— start DOCUMENT TEXT —
Third, random sampling facilitates an evaluation of AI in terms of alternatives. Performing a random sample provides a benchmark to which not only the AI algorithm, but also the current way of working and other alternatives can be compared. This moves the perspective of the evaluation from an isolated evaluation of AI (focusing on the absolute risks and benefits of implementing it) towards a relative evaluation where the downsides and benefits of alternatives are also actively considered. In practice, we see that development and implementation of AI often rely on go/no-go moments which represent the alternatives of either implementing the AI in the public services or maintaining the public service as is. We argue that the benefits and downsides of alternatives such as maintaining the current way of working deserve as diligent of an evaluation such that the consequences of a no-go decision are also clearly understood. In the execution of public service, legal concepts such as proportionality (are the means suitable, necessary and not excessively burdening citizens to achieve the objective?) and subsidiarity (are there no alternative means which impose less burden to attain similar goals?) are key and should be considered carefully [4].
— end DOCUMENT TEXT —
— start DATA EXTRACT —
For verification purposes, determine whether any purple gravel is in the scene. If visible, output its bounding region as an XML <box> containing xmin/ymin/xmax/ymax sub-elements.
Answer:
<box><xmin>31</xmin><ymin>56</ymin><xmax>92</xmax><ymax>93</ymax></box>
— end DATA EXTRACT —
Answer the following questions using the passage on random sampling in AI evaluation.
1. What does performing a random sample provide?
2. What two alternatives do go/no-go moments represent?
3. What question does subsidiarity pose?

• **CORRECT OUTPUT**
1. A benchmark against which the AI algorithm, the current way of working and other alternatives can be compared.
2. Either implementing the AI in the public services or maintaining the public service as is.
3. Whether there are no alternative means which impose less burden to attain similar goals.